Requests:
1/ In the piece on Yuming's "Umi wo Miteita Gogo," list every field label that appears under the English credits heading.
2/ Echo a passage from the piece on Yuming's "Umi wo Miteita Gogo" word for word, starting at "Interpretation: A Portrait" and ending after "Gogo (2022 Mix)".
3/ Write what follows the final sentence of the piece on Yuming's "Umi wo Miteita Gogo."

Excerpt to read:

____

My Personal Best 15: Yuming Edition – No. 5 is…
“Umi wo Miteita Gogo” (The Afternoon I Was Watching the Sea).
Placing this song at number five is entirely “my personal choice.”
I vividly remember driving with a few friends during our student days to “Dolphin,” a cafe and restaurant perched on the heights of Negishi-Asahidai, Yokohama, under the cover of night.
That memory—Yokohama, the view overlooking the sea, and Dolphin—remains burned into my mind as a beautiful tapestry. If I hadn’t visited Dolphin back then, I’m not sure if I would have selected this song. Music always has a landscape at its core.

Released in 1974, Yumi Arai’s (now Yumi Matsutoya) masterpiece album “MISSLIM” features this song as the closing track of Side B. It transcends the boundaries of a simple breakup song, achieving the status of “literature.” The Yokohama scenery captured by her 20-year-old self has lost none of its freshness, even after nearly half a century.
Interpretation: A Portrait of Crystalline Loneliness
Once I climb that steep hill, I find a quiet place overlooking the sea. Today, I find myself sitting in this chair alone again.
The soda water in front of me. A cargo ship slowly crosses through its clear blue reflection. Every time a tiny bubble bursts and vanishes, I am reminded that our love faded away just like this.
If only I could have cried my heart out back then without pretending to be strong, would I still feel your warmth beside me? Your silhouette, chasing seagulls through the window, still flickers behind the glass on the table.
Official Audio & Video Credits
English Credits
Song: Umi wo Miteita Gogo (2022 Mix)
Artist: Yumi Matsutoya (Yumi Arai)
Lyrics & Composition: Yumi Arai
Arrangement: Masataka Matsutoya
Original Album: "MISSLIM" (1974)
Video from: "Yuming Banzai! ~Yumi Matsutoya 50th Anniversary Best Album~" (2022)
Phonographic Copyright: © 2022 Universal Music LLC
Brief Commentary
A timeless masterpiece reflecting on lost love, set in the "Dolphin" restaurant in Yamate, Yokohama. This video features the 2022 remix from her 50th-anniversary best-of album.
Why “Dolphin” Became a Sanctuary
There are few examples where the real name of a specific restaurant appears in lyrics and becomes so inseparable from the song’s world. “Dolphin,” nestled in the hills of Negishi, Yokohama. Since this song’s birth, it has become more than just an eatery; it has become a “chapel” for mourning lost love.
The Miraculous Imagery: “A cargo ship passes through the soda water”
It is no exaggeration to say that the greatest achievement of this song—and Yuming’s early work—is encapsulated in this single line. The bubbles in the glass and the massive cargo ship on the distant horizon. This cinematic sensibility captures extreme perspectives in one field of vision.

____

Records from a data source:
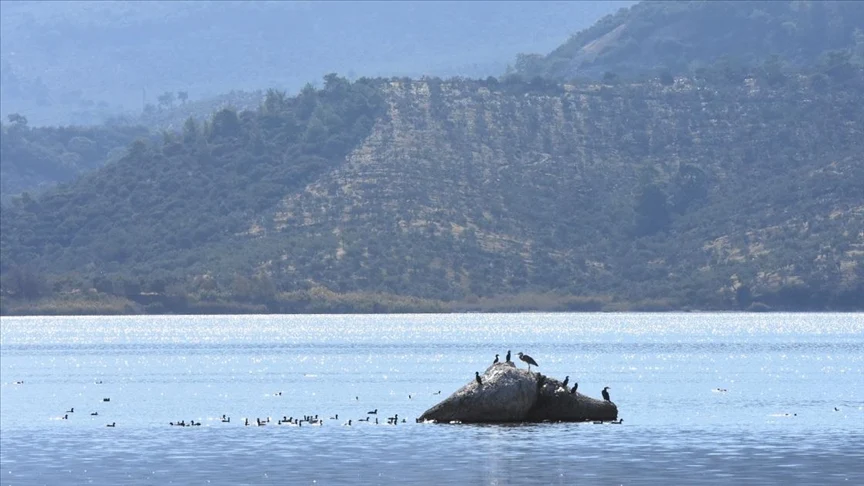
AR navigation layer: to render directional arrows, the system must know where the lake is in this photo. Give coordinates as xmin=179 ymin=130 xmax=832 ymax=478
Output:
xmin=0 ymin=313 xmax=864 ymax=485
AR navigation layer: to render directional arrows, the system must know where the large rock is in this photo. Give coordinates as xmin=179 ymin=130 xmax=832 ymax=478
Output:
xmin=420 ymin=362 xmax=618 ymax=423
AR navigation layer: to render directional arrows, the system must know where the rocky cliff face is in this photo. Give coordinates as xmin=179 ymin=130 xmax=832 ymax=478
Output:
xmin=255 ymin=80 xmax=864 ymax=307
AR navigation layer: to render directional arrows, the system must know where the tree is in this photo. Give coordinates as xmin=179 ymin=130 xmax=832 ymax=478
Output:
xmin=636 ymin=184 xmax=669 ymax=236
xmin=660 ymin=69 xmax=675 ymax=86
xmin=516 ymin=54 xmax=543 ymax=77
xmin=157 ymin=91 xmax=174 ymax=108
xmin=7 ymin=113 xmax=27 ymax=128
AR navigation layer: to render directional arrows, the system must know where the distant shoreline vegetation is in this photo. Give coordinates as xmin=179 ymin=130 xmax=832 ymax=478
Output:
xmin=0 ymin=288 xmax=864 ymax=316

____

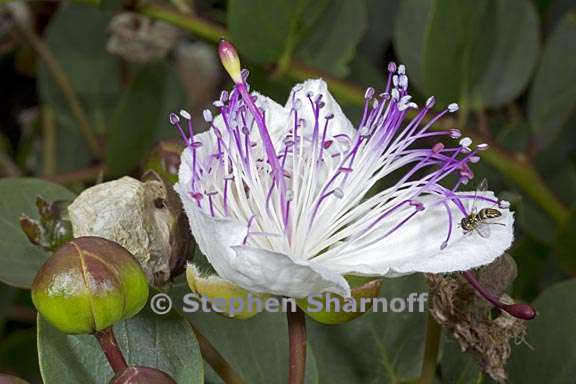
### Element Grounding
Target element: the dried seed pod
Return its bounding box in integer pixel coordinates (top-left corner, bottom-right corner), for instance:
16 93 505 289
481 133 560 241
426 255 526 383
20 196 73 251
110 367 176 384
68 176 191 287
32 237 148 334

____

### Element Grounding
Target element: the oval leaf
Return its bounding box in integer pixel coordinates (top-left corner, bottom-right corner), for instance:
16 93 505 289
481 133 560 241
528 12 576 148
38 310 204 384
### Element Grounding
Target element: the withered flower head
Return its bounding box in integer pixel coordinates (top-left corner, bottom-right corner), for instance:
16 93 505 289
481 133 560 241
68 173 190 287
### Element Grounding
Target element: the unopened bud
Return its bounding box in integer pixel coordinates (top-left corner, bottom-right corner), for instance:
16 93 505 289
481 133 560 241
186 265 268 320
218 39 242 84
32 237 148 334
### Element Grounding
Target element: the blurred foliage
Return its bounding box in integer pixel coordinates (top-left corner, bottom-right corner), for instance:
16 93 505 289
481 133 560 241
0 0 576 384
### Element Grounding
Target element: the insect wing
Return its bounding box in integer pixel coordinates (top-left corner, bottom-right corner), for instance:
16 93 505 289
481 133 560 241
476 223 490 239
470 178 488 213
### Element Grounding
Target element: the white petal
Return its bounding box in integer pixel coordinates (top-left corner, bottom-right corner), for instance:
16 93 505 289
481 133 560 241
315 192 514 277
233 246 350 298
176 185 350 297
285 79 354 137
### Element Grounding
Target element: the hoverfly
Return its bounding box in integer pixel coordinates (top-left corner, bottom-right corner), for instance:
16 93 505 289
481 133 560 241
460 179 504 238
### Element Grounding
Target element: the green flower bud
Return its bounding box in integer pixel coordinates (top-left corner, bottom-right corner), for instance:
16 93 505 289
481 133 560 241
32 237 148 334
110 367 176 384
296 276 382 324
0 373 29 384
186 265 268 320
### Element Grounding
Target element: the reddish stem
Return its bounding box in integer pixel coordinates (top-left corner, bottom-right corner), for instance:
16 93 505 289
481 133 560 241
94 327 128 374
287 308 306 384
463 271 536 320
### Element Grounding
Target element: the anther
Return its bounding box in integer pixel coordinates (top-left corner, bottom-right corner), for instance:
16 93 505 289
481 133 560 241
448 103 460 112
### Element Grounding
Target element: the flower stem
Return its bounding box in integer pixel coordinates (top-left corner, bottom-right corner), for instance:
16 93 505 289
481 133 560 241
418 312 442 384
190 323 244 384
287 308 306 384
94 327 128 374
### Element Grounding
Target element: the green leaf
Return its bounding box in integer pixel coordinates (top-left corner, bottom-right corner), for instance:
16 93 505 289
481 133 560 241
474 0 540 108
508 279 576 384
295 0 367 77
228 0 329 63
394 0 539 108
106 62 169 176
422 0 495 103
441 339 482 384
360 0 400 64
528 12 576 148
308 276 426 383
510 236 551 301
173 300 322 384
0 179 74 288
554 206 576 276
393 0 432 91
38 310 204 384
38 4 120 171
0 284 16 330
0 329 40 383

____

Responses by task:
1/ Song; Artist; Lyrics & Composition; Arrangement; Original Album; Video from; Phonographic Copyright

2/
Interpretation: A Portrait of Crystalline Loneliness
Once I climb that steep hill, I find a quiet place overlooking the sea. Today, I find myself sitting in this chair alone again.
The soda water in front of me. A cargo ship slowly crosses through its clear blue reflection. Every time a tiny bubble bursts and vanishes, I am reminded that our love faded away just like this.
If only I could have cried my heart out back then without pretending to be strong, would I still feel your warmth beside me? Your silhouette, chasing seagulls through the window, still flickers behind the glass on the table.
Official Audio & Video Credits
English Credits
Song: Umi wo Miteita Gogo (2022 Mix)

3/
When I hear these lyrics, I fall into the illusion that I am sitting in the seat next to her, peering into the same glass of soda. By replacing the emotion of “sadness” with visual phenomena, she evokes personal pain within the listener’s heart. This is the true essence of the genius, Yumi Arai.
Layers of Color: The Contrast of Blue and White
The sunlight of a clear afternoon, the distant Miura Peninsula, and the pure white seagulls. The colors scattered throughout the lyrics are vivid yet somehow cool. This quiet tone accentuates the emptiness in the protagonist’s heart.
Masataka Matsutoya’s Ensemble of Silence
In the arrangement, the aesthetic of subtraction is thoroughly applied. The opening piano intro has a transparency like a single drop of water falling onto a still surface. The moment these notes ring out, we are detached from the noise of daily life and time-traveled to a quiet afternoon in 1974.
Rather than relying on flashy drums or thick strings, the space is woven solely by vocals, piano, and a restrained rhythm section. That “blank space” serves as a canvas for the listener to project their own memories.
The Sincere Prayer of the Analog Era: Entrusted to a “Paper Napkin”
The depiction of “ink blurring on a paper napkin” at the song’s climax carries a poignant “physical lingering” unique to an era without digital communication.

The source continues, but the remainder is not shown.